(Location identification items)
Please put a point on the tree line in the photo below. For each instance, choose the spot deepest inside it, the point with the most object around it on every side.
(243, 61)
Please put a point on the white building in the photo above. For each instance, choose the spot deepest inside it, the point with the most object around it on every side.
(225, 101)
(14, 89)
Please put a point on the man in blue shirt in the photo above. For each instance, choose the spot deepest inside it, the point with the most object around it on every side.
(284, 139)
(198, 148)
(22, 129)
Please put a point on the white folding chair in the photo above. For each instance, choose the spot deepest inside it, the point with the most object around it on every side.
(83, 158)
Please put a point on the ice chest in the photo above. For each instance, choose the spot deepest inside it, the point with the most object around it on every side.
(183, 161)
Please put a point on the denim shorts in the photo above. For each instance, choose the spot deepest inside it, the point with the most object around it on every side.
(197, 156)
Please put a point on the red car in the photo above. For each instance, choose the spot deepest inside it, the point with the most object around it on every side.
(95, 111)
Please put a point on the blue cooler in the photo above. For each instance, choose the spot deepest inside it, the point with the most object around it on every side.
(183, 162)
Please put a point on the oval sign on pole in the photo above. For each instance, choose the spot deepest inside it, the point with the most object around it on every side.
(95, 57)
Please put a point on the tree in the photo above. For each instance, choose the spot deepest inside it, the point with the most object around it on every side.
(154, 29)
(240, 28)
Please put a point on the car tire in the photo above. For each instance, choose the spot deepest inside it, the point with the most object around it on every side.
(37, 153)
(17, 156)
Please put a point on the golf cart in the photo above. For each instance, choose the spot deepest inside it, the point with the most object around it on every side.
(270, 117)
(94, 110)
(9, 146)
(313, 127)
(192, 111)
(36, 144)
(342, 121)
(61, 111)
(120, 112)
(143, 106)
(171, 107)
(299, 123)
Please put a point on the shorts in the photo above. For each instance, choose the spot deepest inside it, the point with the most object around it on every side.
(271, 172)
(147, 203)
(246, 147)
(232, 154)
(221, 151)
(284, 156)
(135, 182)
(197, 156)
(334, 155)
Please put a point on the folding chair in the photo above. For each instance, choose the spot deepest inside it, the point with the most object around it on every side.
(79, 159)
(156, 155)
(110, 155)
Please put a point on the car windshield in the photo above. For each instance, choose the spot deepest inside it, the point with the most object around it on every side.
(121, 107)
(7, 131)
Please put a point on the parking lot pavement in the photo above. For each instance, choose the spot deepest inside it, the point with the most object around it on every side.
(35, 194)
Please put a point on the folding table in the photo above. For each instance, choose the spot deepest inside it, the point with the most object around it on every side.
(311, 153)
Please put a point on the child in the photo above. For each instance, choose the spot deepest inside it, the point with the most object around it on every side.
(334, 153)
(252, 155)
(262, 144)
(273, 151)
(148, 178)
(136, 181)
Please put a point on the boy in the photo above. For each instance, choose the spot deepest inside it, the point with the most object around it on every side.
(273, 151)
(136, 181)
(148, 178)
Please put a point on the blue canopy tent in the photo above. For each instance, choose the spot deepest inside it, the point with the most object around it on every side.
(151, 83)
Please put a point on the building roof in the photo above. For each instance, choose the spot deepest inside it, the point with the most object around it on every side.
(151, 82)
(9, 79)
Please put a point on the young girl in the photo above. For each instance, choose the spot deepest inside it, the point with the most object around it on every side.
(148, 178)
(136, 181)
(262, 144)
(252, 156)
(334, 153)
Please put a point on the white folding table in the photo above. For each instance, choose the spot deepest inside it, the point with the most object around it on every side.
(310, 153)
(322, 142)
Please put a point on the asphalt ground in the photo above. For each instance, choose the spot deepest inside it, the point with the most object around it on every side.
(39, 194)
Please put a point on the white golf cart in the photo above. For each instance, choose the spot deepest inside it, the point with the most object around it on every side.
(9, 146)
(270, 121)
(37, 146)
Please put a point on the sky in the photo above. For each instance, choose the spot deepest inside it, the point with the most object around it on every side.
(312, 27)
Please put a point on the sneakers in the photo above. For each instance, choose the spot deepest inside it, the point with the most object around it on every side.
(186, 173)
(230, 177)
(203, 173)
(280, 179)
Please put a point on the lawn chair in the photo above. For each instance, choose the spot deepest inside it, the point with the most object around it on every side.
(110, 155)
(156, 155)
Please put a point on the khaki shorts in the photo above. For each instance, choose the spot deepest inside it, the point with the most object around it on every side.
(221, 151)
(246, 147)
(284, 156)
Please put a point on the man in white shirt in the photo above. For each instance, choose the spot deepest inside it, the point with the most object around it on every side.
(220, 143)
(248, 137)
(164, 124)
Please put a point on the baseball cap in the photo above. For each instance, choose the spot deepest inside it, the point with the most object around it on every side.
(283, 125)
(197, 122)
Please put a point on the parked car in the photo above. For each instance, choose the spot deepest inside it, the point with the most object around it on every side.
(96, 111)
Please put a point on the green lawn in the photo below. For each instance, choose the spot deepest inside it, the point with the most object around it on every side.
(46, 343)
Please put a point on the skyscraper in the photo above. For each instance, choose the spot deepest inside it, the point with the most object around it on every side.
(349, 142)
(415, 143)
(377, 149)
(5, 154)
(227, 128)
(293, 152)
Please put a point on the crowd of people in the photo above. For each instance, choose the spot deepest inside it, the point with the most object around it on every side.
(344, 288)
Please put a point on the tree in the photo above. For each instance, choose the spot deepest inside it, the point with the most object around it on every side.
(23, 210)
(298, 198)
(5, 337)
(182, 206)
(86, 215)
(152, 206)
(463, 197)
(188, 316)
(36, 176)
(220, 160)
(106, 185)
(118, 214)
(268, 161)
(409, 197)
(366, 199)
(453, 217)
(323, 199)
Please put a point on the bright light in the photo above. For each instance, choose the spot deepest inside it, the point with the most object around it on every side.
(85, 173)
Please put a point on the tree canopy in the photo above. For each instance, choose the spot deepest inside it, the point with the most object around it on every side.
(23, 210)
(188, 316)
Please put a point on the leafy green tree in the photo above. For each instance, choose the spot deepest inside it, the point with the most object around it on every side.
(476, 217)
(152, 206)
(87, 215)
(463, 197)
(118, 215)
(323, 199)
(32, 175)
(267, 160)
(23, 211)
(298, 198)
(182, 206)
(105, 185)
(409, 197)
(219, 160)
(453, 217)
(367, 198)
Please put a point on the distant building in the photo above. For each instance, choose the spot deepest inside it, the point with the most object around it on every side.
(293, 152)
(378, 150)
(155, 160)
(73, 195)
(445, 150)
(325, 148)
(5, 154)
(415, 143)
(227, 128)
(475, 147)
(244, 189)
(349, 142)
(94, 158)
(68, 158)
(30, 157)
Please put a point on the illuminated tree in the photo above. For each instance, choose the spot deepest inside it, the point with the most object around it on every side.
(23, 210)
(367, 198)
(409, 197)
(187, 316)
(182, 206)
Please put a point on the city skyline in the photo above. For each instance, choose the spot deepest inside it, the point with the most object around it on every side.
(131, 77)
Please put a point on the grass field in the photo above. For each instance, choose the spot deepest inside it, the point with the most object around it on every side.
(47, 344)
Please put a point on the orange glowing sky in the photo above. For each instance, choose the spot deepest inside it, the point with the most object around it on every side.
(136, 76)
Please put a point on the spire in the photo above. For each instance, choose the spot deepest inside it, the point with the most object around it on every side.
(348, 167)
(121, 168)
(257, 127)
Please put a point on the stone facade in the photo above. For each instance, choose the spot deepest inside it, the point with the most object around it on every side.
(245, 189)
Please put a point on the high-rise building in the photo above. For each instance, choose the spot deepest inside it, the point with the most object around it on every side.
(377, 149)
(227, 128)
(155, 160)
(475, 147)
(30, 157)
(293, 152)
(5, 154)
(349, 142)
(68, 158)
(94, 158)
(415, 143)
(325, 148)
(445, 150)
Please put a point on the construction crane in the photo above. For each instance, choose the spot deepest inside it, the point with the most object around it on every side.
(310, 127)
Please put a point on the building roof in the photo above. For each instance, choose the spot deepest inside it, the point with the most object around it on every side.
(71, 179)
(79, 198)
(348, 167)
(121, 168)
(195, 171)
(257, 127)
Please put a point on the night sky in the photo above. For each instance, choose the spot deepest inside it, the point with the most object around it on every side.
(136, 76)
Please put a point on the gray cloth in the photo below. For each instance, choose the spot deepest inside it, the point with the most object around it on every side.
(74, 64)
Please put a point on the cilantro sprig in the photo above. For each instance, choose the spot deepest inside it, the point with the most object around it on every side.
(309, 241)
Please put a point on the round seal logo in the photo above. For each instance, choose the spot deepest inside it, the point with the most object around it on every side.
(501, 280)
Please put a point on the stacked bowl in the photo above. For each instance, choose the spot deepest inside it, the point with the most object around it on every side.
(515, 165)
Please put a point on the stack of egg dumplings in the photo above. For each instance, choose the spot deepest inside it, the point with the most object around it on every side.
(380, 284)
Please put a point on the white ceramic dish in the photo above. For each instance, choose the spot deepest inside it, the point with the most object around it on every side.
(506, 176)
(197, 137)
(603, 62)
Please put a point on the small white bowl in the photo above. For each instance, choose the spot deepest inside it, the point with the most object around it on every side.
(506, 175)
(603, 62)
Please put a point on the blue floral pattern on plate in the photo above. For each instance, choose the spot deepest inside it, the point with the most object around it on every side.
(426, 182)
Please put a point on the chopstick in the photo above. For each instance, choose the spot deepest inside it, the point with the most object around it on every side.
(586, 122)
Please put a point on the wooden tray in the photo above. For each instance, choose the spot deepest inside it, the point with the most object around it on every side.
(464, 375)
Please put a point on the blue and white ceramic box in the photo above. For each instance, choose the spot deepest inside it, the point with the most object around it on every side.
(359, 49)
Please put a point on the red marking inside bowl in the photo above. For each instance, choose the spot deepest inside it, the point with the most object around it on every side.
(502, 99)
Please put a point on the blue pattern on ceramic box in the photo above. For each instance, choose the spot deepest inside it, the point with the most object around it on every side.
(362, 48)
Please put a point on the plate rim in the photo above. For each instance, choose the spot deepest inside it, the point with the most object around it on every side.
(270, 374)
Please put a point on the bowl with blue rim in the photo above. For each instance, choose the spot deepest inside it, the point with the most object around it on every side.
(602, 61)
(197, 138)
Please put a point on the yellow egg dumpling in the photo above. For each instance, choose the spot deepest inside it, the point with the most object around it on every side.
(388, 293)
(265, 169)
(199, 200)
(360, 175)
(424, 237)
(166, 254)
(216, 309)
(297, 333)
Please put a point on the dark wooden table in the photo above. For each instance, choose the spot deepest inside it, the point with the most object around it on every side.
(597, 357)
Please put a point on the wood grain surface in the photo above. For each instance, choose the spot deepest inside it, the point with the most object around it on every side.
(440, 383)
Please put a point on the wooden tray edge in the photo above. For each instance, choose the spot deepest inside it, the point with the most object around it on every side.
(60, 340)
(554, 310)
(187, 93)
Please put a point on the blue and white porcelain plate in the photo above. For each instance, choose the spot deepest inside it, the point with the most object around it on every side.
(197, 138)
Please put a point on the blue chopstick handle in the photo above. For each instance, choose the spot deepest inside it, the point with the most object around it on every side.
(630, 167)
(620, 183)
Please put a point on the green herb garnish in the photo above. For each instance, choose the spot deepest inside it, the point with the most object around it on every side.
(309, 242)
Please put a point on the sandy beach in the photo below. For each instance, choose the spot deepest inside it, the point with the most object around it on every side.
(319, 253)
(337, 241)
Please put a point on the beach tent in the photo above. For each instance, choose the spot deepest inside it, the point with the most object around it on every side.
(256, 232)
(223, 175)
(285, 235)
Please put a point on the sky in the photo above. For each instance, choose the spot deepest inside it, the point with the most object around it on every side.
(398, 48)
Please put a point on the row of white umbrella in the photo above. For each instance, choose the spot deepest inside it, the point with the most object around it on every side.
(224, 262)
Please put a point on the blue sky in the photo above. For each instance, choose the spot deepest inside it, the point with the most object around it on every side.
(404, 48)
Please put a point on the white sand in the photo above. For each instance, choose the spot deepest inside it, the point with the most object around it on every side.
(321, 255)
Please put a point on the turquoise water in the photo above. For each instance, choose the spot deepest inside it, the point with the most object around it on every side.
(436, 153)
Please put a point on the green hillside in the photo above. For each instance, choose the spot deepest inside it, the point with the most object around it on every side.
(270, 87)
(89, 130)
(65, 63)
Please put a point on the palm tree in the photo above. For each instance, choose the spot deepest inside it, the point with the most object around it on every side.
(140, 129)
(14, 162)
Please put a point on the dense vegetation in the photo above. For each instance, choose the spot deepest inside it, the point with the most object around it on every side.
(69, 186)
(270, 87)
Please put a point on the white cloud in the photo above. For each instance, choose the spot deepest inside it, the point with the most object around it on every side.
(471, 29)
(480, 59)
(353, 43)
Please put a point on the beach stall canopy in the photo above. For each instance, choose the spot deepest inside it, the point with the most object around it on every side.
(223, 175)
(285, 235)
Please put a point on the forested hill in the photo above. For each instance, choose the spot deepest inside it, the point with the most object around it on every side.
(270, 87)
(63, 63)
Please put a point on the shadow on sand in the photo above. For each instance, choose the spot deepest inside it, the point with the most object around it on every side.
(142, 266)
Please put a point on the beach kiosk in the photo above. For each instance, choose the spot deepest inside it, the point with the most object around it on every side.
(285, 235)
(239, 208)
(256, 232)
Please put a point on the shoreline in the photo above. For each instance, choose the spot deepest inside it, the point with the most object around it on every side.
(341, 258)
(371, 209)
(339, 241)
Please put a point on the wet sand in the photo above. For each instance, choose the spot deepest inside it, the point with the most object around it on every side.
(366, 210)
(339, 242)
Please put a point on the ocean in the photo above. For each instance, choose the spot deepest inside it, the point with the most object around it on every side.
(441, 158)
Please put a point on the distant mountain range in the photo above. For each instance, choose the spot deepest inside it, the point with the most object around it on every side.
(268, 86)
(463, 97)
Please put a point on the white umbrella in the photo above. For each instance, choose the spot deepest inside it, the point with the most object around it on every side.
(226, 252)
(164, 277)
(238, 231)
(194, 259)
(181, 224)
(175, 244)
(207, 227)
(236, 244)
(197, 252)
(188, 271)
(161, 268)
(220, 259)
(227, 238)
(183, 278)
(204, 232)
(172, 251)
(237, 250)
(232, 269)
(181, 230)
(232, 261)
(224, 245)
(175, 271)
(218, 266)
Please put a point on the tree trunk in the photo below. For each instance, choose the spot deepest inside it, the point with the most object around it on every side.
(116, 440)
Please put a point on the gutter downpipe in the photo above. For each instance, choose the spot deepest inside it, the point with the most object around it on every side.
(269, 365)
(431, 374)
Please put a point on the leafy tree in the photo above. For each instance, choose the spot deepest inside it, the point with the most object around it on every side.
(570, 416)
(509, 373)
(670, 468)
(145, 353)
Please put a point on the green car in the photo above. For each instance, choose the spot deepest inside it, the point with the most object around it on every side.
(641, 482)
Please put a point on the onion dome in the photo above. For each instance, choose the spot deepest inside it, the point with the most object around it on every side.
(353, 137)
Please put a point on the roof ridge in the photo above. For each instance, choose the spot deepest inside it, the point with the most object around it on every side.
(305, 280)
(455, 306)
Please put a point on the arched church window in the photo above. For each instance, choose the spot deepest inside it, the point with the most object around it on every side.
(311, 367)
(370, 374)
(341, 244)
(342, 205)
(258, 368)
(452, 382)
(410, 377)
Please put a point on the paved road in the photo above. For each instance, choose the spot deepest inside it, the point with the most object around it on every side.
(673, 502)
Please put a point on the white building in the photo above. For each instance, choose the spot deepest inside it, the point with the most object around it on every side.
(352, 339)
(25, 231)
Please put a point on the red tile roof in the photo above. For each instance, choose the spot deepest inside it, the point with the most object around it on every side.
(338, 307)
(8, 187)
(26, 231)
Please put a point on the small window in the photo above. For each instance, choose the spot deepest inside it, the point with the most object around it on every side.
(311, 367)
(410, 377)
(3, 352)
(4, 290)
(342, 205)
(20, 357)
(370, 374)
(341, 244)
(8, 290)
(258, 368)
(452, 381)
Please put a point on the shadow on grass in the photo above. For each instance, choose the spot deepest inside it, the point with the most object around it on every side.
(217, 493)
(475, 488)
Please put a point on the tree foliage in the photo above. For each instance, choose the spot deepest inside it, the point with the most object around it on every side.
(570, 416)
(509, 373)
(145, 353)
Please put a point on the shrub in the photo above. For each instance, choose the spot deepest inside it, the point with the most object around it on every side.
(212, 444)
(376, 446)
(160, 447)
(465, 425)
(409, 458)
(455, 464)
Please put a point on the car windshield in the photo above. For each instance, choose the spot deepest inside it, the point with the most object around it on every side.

Problem
Write out again, exactly, the lines from the one holding "Please put a point on the tree foliage" through the end of the listing, with both ends included.

Complete output
Please put a point on the tree foliage in the photo above. For each instance, choose the spot deepest inside it, the point with the most object around it on every side.
(570, 416)
(509, 373)
(145, 353)
Please put a point on the shrub in the photo above. For each instance, choose the spot deepest inside it, the point with the most object around it on every side.
(212, 444)
(376, 446)
(160, 447)
(465, 425)
(409, 458)
(455, 464)
Please put a point on the car windshield in the photo above. For each instance, choose the spot deepest inside it, the point with the most object around it on every side.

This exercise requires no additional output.